GIVEN INSTRUCTION. Give every line of the entries below as a numbered list, leaving out blank lines and the pictures.

◆ ◆ ◆ ◆

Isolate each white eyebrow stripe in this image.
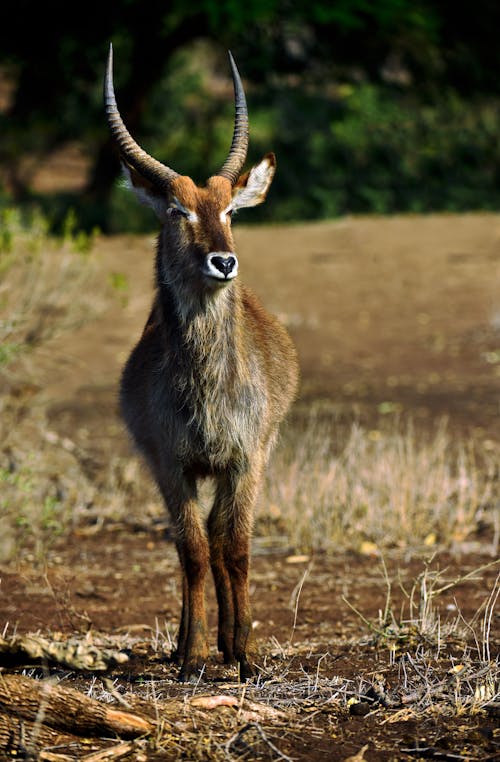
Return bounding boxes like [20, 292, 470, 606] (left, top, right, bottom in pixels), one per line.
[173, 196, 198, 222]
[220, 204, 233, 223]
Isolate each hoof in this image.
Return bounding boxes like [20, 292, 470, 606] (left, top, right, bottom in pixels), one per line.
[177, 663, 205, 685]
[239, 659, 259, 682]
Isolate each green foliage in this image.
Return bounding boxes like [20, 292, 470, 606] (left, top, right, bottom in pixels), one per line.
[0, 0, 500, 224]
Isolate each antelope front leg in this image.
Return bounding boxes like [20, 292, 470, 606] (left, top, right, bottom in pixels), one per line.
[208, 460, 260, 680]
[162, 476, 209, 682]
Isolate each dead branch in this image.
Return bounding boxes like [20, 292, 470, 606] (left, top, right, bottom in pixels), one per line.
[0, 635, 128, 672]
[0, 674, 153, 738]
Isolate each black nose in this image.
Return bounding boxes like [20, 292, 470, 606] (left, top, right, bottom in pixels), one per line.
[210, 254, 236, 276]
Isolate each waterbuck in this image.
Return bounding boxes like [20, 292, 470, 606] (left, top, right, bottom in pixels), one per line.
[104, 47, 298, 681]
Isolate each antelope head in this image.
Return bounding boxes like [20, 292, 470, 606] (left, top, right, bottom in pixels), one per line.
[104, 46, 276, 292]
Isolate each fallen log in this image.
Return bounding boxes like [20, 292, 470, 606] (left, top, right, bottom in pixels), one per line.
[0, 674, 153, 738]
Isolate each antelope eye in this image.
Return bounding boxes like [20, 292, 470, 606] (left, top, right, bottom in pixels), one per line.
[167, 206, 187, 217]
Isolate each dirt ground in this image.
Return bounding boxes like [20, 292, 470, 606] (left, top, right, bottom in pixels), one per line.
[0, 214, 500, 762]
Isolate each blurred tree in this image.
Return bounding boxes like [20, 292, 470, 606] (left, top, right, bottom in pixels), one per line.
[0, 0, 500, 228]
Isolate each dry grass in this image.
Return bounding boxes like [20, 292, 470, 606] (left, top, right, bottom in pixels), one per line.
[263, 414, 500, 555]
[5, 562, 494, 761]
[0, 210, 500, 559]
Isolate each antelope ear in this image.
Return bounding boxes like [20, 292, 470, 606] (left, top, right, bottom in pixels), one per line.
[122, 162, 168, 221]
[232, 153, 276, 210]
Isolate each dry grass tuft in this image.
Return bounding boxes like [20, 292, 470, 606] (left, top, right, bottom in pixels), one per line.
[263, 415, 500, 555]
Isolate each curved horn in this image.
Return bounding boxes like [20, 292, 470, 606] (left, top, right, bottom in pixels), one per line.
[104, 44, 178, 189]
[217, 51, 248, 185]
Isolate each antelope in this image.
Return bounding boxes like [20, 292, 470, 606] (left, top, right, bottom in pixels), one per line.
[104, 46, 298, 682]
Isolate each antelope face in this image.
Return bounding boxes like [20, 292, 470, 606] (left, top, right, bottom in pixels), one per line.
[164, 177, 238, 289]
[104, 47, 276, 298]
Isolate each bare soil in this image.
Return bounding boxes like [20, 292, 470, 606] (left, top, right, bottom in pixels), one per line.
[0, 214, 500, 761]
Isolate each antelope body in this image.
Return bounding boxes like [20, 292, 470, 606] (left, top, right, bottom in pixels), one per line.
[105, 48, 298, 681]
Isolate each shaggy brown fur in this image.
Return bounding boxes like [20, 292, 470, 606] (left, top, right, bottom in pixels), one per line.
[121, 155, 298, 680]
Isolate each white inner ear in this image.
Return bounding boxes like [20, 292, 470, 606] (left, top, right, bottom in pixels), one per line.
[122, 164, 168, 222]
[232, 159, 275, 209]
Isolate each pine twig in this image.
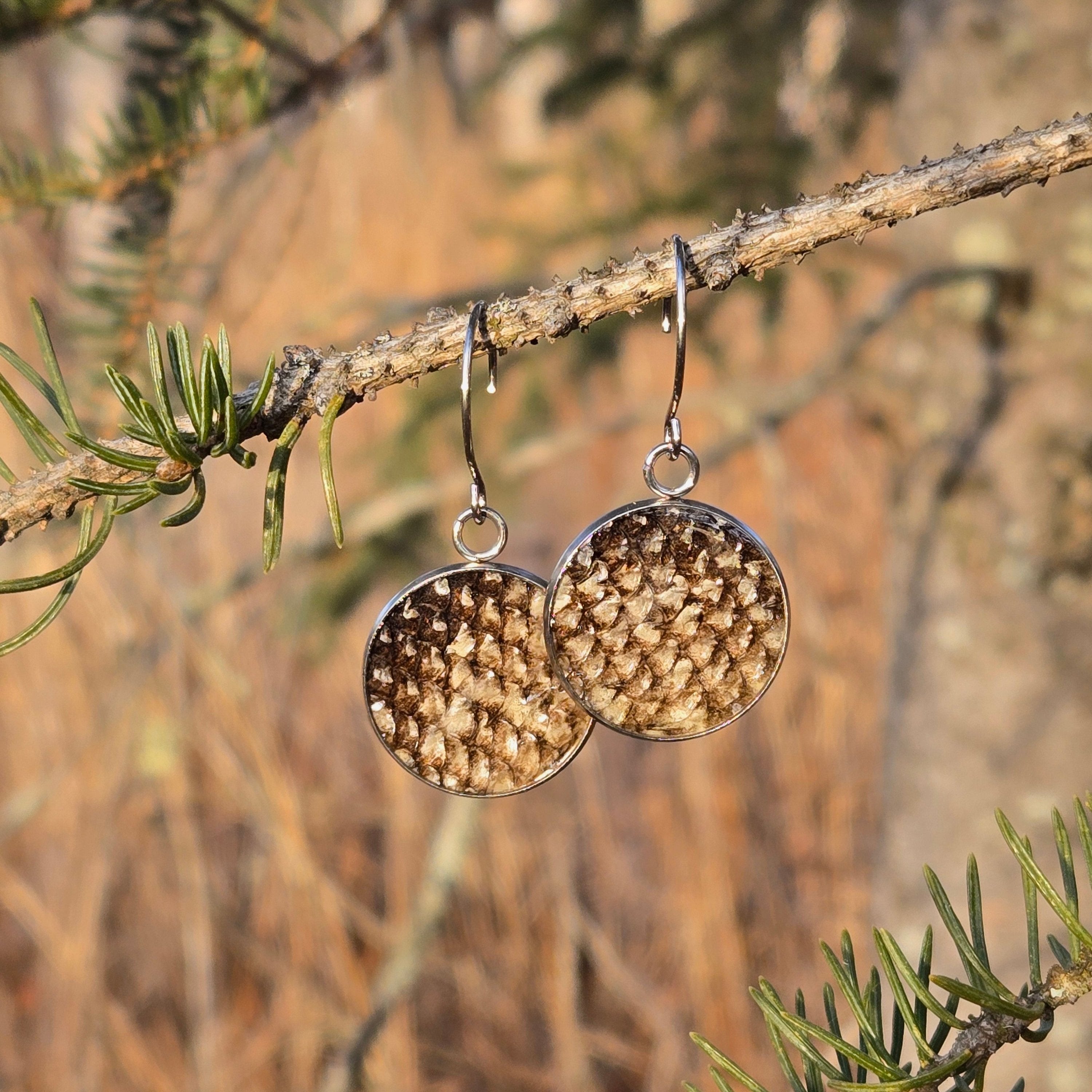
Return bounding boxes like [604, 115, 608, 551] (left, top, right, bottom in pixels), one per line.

◆ ◆ ◆ ◆

TASK RESPONSE.
1. Isolate each white eyebrow stripe in this image.
2. Return bounding boxes like [20, 292, 470, 606] (left, top, right, bottom in pixels), one per line.
3. [173, 196, 198, 222]
4. [220, 204, 233, 223]
5. Isolate each hoof in this image.
6. Return bounding boxes like [20, 292, 470, 606] (left, top, right, bottom in pixels), one per line.
7. [177, 663, 205, 685]
8. [239, 659, 259, 682]
9. Isolate each green foliage in this image.
10. Return bounding boxes like [20, 292, 470, 606] (left, top, right, bottom in pixels), one per line.
11. [0, 0, 500, 224]
12. Isolate each antelope front leg in this image.
13. Return bounding boxes like [20, 292, 470, 606] (left, top, right, bottom in pixels), one per line.
14. [208, 460, 260, 680]
15. [162, 476, 209, 682]
16. Isolate each dead branch in this image.
17. Return bounding boxes like [20, 292, 470, 606] (left, top, right, bottom in pixels), one per line.
18. [0, 635, 128, 672]
19. [0, 674, 153, 738]
20. Isolate each black nose in this image.
21. Return bounding boxes like [20, 292, 470, 606] (left, top, right, bottom in pixels), one per line.
22. [210, 254, 236, 276]
23. Isolate each waterbuck in this image.
24. Return bounding boxes like [20, 292, 470, 606] (left, top, right, bottom in pixels), one per line.
25. [104, 47, 298, 681]
26. Isolate each antelope head in this image.
27. Return bounding boxes like [20, 292, 470, 606] (left, top, right, bottom in pixels), one per line.
28. [104, 46, 276, 292]
29. Isolate each fallen log in this image.
30. Return bounding boxes like [20, 292, 470, 606] (left, top, right, bottom in pixels), one per line.
31. [0, 674, 153, 738]
32. Isolate each antelope eye in this image.
33. Return bounding boxes like [20, 292, 470, 606] (left, top, right, bottom in pixels), one per line.
34. [167, 206, 187, 217]
35. Isolate each dirt ground in this image.
36. Return bounding boxes like [20, 292, 470, 606] (left, top, right, bottom in pixels), one per line.
37. [0, 214, 500, 762]
38. Isolate each blurred tree in this image.
39. Return bounding boxes like [20, 292, 470, 606] (left, top, right, bottom in pixels), one per line.
40. [0, 0, 500, 228]
41. Isolate each dry grass in this image.
42. Return bounding boxes like [20, 292, 470, 606] (left, top, right, bottom in pixels), one per line.
43. [263, 414, 500, 555]
44. [5, 562, 494, 761]
45. [0, 210, 500, 559]
46. Isolate each antelope ear in this image.
47. Return bounding boxes like [20, 292, 470, 606] (left, top, right, bottom in pixels), one per line.
48. [122, 162, 168, 221]
49. [232, 153, 276, 210]
50. Isolate each dry grass tuft in this image.
51. Return bounding boxes like [20, 292, 470, 606] (left, top, right, bottom in pixels), one per line.
52. [263, 415, 500, 555]
53. Isolate each curved horn in this image.
54. Return bounding boxes like [20, 292, 470, 606] (left, top, right, bottom in pixels), one per line.
55. [104, 44, 178, 189]
56. [217, 51, 248, 185]
57. Isolate each antelope in this image.
58. Return bounding boxes like [20, 292, 470, 606] (left, top, right, bottom in pixels), one per line.
59. [104, 46, 298, 682]
60. Isolate each antelope face in this image.
61. Return bounding boxes like [20, 292, 470, 606] (left, top, right, bottom in pixels), one per line.
62. [164, 177, 238, 289]
63. [104, 47, 276, 298]
64. Isolate each bare soil in this image.
65. Return bounding boxes like [20, 292, 470, 606] (left, top, right, bottom in pixels), one per line.
66. [0, 214, 500, 761]
67. Isolate each antelope body in this image.
68. Return bounding boxes like [20, 292, 470, 606] (left, top, right, bottom in pixels), one per line.
69. [105, 48, 298, 681]
70. Isolate each shaggy brown fur in this image.
71. Return bounding boxes like [20, 292, 470, 606] (left, top, right, bottom in pixels), one per line.
72. [121, 155, 298, 680]
73. Isolate each white inner ear in this image.
74. Return bounding boxes like [20, 292, 470, 606] (left, top, right, bottom in pixels), one per line.
75. [122, 164, 168, 222]
76. [232, 159, 275, 209]
77. Isolate each pine twig in this image.
78. Return bounding boxes like [604, 115, 608, 551] (left, top, right, bottom in pixels), one per line.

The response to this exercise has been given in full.